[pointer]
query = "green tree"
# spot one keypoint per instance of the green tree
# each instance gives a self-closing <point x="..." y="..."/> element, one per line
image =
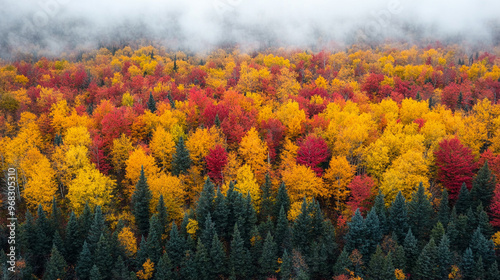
<point x="180" y="159"/>
<point x="140" y="203"/>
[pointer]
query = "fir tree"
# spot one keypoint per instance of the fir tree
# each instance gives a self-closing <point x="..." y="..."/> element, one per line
<point x="151" y="103"/>
<point x="55" y="268"/>
<point x="398" y="217"/>
<point x="282" y="199"/>
<point x="268" y="260"/>
<point x="463" y="202"/>
<point x="180" y="159"/>
<point x="483" y="187"/>
<point x="140" y="203"/>
<point x="85" y="262"/>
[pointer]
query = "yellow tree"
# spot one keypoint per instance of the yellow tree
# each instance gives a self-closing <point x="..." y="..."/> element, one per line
<point x="163" y="146"/>
<point x="40" y="185"/>
<point x="302" y="181"/>
<point x="337" y="178"/>
<point x="247" y="184"/>
<point x="90" y="186"/>
<point x="253" y="151"/>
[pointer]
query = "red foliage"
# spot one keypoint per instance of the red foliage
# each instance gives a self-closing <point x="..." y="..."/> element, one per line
<point x="312" y="152"/>
<point x="216" y="160"/>
<point x="455" y="164"/>
<point x="360" y="187"/>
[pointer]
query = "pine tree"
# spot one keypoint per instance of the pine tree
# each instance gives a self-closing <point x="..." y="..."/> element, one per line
<point x="398" y="217"/>
<point x="180" y="159"/>
<point x="205" y="206"/>
<point x="239" y="256"/>
<point x="218" y="259"/>
<point x="164" y="268"/>
<point x="72" y="241"/>
<point x="411" y="251"/>
<point x="286" y="266"/>
<point x="85" y="262"/>
<point x="420" y="213"/>
<point x="103" y="258"/>
<point x="55" y="268"/>
<point x="268" y="260"/>
<point x="463" y="202"/>
<point x="467" y="267"/>
<point x="140" y="204"/>
<point x="483" y="187"/>
<point x="266" y="205"/>
<point x="162" y="214"/>
<point x="444" y="208"/>
<point x="426" y="266"/>
<point x="282" y="199"/>
<point x="151" y="103"/>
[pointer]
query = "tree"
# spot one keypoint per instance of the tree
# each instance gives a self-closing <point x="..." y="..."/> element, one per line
<point x="140" y="204"/>
<point x="180" y="159"/>
<point x="455" y="164"/>
<point x="483" y="187"/>
<point x="56" y="266"/>
<point x="313" y="152"/>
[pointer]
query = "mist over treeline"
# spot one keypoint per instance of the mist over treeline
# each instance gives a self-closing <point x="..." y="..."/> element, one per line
<point x="51" y="27"/>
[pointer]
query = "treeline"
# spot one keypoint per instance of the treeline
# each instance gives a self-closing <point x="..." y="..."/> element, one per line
<point x="225" y="237"/>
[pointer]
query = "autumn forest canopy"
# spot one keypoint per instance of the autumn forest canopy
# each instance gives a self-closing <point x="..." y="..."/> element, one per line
<point x="141" y="162"/>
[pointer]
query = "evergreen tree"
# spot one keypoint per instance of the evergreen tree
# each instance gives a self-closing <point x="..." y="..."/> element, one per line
<point x="154" y="247"/>
<point x="103" y="258"/>
<point x="218" y="259"/>
<point x="468" y="266"/>
<point x="140" y="203"/>
<point x="164" y="268"/>
<point x="444" y="257"/>
<point x="151" y="103"/>
<point x="398" y="217"/>
<point x="463" y="202"/>
<point x="162" y="215"/>
<point x="483" y="187"/>
<point x="266" y="204"/>
<point x="444" y="208"/>
<point x="420" y="213"/>
<point x="95" y="274"/>
<point x="286" y="266"/>
<point x="282" y="199"/>
<point x="426" y="266"/>
<point x="411" y="251"/>
<point x="72" y="241"/>
<point x="239" y="256"/>
<point x="85" y="262"/>
<point x="268" y="260"/>
<point x="205" y="206"/>
<point x="55" y="268"/>
<point x="180" y="159"/>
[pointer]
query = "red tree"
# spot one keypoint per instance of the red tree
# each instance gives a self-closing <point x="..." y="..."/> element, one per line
<point x="216" y="160"/>
<point x="312" y="152"/>
<point x="455" y="164"/>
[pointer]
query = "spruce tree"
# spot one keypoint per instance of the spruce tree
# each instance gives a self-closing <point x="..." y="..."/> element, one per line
<point x="151" y="103"/>
<point x="181" y="161"/>
<point x="55" y="268"/>
<point x="282" y="199"/>
<point x="463" y="202"/>
<point x="483" y="187"/>
<point x="85" y="262"/>
<point x="398" y="217"/>
<point x="268" y="260"/>
<point x="420" y="213"/>
<point x="140" y="203"/>
<point x="426" y="266"/>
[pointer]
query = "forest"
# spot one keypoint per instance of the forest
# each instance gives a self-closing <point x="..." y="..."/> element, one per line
<point x="147" y="163"/>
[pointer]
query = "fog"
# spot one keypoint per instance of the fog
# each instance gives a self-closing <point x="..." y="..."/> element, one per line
<point x="50" y="27"/>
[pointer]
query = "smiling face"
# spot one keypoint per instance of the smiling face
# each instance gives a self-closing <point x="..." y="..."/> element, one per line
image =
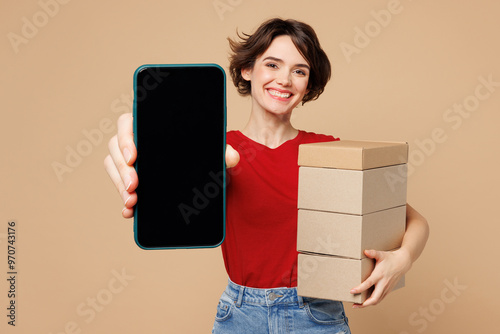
<point x="278" y="78"/>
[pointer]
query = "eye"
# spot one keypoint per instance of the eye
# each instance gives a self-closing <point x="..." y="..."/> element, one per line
<point x="300" y="72"/>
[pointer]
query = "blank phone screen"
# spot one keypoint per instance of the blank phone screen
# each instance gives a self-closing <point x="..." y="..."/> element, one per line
<point x="179" y="130"/>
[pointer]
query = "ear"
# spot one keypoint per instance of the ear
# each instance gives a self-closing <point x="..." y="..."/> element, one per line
<point x="246" y="73"/>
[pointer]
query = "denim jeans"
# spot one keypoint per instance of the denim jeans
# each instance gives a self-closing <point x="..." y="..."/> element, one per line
<point x="243" y="310"/>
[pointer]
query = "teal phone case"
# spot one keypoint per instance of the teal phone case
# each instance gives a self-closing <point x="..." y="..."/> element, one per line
<point x="137" y="166"/>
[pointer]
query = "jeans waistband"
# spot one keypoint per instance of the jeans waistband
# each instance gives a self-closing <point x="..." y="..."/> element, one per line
<point x="242" y="294"/>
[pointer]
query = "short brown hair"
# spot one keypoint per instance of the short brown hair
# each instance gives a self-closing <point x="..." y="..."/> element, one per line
<point x="245" y="53"/>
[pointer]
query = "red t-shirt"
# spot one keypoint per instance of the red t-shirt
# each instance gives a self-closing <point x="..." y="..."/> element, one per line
<point x="260" y="248"/>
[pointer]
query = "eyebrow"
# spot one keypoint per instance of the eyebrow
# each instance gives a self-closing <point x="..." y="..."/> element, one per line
<point x="281" y="61"/>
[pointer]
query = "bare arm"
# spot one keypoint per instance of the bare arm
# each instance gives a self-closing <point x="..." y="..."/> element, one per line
<point x="391" y="266"/>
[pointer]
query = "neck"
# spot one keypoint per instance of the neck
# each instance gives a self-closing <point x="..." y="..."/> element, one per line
<point x="269" y="129"/>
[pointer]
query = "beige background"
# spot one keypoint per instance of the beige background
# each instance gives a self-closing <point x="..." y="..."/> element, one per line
<point x="74" y="74"/>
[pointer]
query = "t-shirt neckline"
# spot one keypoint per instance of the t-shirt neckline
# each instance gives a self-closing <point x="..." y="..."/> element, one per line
<point x="286" y="143"/>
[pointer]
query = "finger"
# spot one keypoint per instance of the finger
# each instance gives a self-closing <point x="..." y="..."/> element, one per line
<point x="232" y="156"/>
<point x="374" y="254"/>
<point x="368" y="283"/>
<point x="127" y="173"/>
<point x="129" y="198"/>
<point x="375" y="298"/>
<point x="128" y="213"/>
<point x="126" y="138"/>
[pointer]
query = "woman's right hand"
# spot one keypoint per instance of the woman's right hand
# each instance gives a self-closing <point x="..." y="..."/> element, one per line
<point x="120" y="160"/>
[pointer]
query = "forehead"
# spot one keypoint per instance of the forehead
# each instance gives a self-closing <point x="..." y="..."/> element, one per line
<point x="283" y="48"/>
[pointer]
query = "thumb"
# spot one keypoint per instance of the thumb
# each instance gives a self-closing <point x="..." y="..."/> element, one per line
<point x="232" y="157"/>
<point x="373" y="254"/>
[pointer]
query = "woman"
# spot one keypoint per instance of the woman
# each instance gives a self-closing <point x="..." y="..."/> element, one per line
<point x="279" y="66"/>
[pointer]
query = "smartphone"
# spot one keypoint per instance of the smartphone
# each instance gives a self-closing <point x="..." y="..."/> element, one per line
<point x="180" y="135"/>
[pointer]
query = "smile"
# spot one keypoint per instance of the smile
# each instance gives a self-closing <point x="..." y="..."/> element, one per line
<point x="279" y="94"/>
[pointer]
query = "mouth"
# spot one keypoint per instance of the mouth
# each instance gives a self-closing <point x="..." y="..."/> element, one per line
<point x="281" y="95"/>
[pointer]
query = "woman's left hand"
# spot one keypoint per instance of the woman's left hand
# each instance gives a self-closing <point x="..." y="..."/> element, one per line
<point x="389" y="268"/>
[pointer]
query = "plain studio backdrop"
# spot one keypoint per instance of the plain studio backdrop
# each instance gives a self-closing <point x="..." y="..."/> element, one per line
<point x="421" y="71"/>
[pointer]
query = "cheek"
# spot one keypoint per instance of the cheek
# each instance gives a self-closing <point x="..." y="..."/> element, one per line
<point x="302" y="86"/>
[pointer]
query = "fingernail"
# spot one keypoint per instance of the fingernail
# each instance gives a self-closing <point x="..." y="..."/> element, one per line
<point x="128" y="182"/>
<point x="127" y="155"/>
<point x="126" y="197"/>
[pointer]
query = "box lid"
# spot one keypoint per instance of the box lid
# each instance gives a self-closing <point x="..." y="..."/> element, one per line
<point x="352" y="154"/>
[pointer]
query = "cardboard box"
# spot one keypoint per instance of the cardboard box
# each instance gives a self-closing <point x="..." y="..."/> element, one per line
<point x="352" y="191"/>
<point x="331" y="277"/>
<point x="349" y="235"/>
<point x="349" y="154"/>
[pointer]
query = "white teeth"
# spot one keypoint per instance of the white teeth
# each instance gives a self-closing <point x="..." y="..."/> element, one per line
<point x="278" y="94"/>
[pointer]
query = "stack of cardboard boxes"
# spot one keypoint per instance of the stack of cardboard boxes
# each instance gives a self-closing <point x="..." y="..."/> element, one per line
<point x="352" y="197"/>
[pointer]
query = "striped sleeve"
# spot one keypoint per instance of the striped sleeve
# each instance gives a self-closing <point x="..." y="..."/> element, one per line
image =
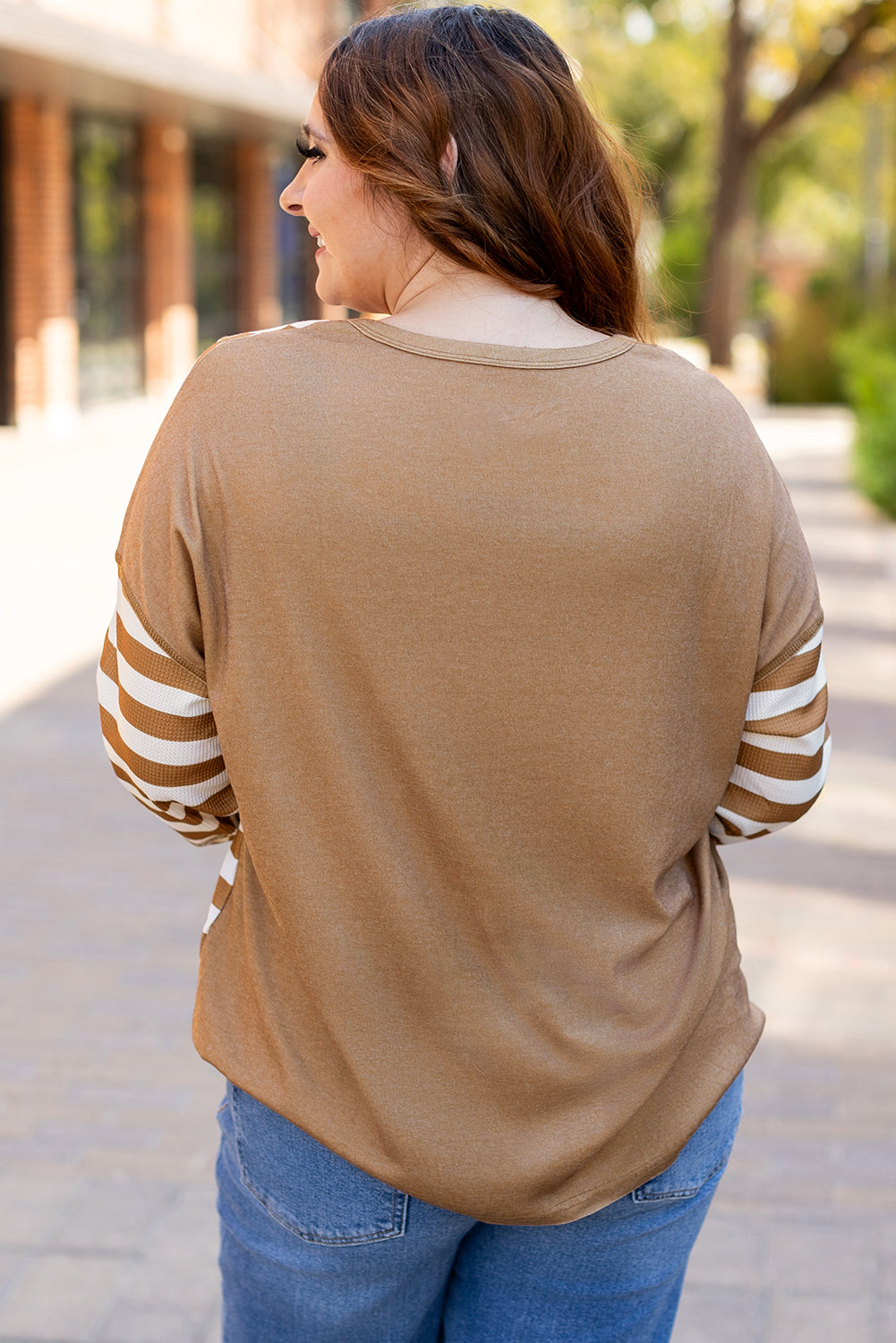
<point x="783" y="751"/>
<point x="160" y="733"/>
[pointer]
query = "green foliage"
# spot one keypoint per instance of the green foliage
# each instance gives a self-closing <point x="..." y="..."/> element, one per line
<point x="868" y="360"/>
<point x="802" y="336"/>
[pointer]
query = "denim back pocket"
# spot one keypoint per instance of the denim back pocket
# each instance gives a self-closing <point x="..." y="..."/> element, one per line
<point x="303" y="1186"/>
<point x="704" y="1155"/>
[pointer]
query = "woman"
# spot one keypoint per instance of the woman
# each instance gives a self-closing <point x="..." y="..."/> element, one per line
<point x="476" y="630"/>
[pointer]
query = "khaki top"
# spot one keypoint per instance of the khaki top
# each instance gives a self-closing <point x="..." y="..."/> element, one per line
<point x="479" y="629"/>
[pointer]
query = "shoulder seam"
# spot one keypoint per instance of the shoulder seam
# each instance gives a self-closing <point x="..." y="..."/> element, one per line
<point x="150" y="630"/>
<point x="791" y="647"/>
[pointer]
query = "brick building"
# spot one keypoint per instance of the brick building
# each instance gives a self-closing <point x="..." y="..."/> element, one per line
<point x="144" y="144"/>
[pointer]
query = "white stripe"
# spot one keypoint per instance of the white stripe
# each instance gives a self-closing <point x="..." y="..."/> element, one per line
<point x="748" y="827"/>
<point x="788" y="791"/>
<point x="209" y="918"/>
<point x="149" y="746"/>
<point x="807" y="744"/>
<point x="228" y="869"/>
<point x="133" y="625"/>
<point x="188" y="795"/>
<point x="153" y="695"/>
<point x="772" y="704"/>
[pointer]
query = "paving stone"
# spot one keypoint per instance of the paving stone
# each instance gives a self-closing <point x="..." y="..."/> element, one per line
<point x="721" y="1315"/>
<point x="107" y="1135"/>
<point x="61" y="1296"/>
<point x="806" y="1257"/>
<point x="34" y="1205"/>
<point x="821" y="1319"/>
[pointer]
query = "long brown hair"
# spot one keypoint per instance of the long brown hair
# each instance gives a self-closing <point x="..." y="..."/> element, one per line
<point x="541" y="198"/>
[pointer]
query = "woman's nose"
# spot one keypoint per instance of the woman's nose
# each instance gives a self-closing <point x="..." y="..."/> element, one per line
<point x="290" y="198"/>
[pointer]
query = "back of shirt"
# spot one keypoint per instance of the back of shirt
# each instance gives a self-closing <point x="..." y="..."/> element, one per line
<point x="479" y="628"/>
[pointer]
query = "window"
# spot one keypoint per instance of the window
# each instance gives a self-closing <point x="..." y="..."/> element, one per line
<point x="107" y="258"/>
<point x="214" y="217"/>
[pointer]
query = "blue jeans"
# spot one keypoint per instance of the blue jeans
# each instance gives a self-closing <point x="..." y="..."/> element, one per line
<point x="314" y="1251"/>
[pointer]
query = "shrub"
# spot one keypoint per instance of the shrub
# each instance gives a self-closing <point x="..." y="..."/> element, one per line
<point x="868" y="360"/>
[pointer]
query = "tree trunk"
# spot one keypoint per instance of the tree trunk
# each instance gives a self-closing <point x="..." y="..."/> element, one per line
<point x="727" y="252"/>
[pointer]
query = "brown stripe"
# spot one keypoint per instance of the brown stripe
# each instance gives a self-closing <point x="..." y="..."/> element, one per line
<point x="796" y="723"/>
<point x="223" y="888"/>
<point x="166" y="727"/>
<point x="794" y="646"/>
<point x="780" y="765"/>
<point x="153" y="773"/>
<point x="754" y="808"/>
<point x="156" y="666"/>
<point x="802" y="668"/>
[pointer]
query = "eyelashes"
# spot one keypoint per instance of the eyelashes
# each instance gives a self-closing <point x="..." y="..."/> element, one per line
<point x="308" y="150"/>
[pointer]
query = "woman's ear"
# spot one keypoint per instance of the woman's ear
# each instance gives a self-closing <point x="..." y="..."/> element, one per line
<point x="448" y="163"/>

============================================================

* [WRITTEN INSTRUCTION] Extract every line of the records above that contains the string "stone".

* [RESPONSE TO THIS EXERCISE]
query = "paving stone"
# spot one keypoint per instance of the paving stone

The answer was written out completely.